**Document segment:**
<<<<
I'm sorry if this debate has caused you any emotional problems Sad

But heck, when you die you'll be back where you were in 1837, in 1700, in 4000BC. You weren't complaining then, and you obviously have no memory of it being bad. You might enjoy it Tongue

Nobody really wants to die (suicidal citizens are not taken into account in this statement). It's a tough concept to deal with. If a fairytale land comforts you, that is fine. If belief in an illogical father-figure in the sky comforts you, that is fine. If the flying spaghetti monster comforts you, that is also fine. That is personal to you, and we shouldn't try to strip you of it. It only stops being fine when you push it onto others as being truth, which I assume you wouldn't do. I find the story of the universe to be marvellous, far greater than any god story. I'm glad that I even had the chance to live. Trillions upon trillions of quarks and electrons forming atoms whilst being blasted out into the far reaches of space, clustering together into astronomical structures, falling under their own gravity, igniting, throwing off tonnes of heavy elements which formed large solid spheres and under incredible circumstances lead to combinations of atoms which could self-replicate and were subject to evolution for billions of years until what we have now- the tiny, fundemental "stuff" of the universe arranged in such a way that it is able to look back at the rest of the "stuff" and think "this is beautiful. This is me."
>>>>
**Data segment:**
<<<<
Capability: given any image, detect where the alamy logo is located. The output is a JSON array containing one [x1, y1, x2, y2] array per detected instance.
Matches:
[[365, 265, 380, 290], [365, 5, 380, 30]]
>>>>
**Short problem:** Repeat the post about death and belief in full, word for word. The lines above play no part in this.

**Solution:**
I'm sorry if this debate has caused you any emotional problems Sad

But heck, when you die you'll be back where you were in 1837, in 1700, in 4000BC. You weren't complaining then, and you obviously have no memory of it being bad. You might enjoy it Tongue

Nobody really wants to die (suicidal citizens are not taken into account in this statement). It's a tough concept to deal with. If a fairytale land comforts you, that is fine. If belief in an illogical father-figure in the sky comforts you, that is fine. If the flying spaghetti monster comforts you, that is also fine. That is personal to you, and we shouldn't try to strip you of it. It only stops being fine when you push it onto others as being truth, which I assume you wouldn't do. I find the story of the universe to be marvellous, far greater than any god story. I'm glad that I even had the chance to live. Trillions upon trillions of quarks and electrons forming atoms whilst being blasted out into the far reaches of space, clustering together into astronomical structures, falling under their own gravity, igniting, throwing off tonnes of heavy elements which formed large solid spheres and under incredible circumstances lead to combinations of atoms which could self-replicate and were subject to evolution for billions of years until what we have now- the tiny, fundemental "stuff" of the universe arranged in such a way that it is able to look back at the rest of the "stuff" and think "this is beautiful. This is me."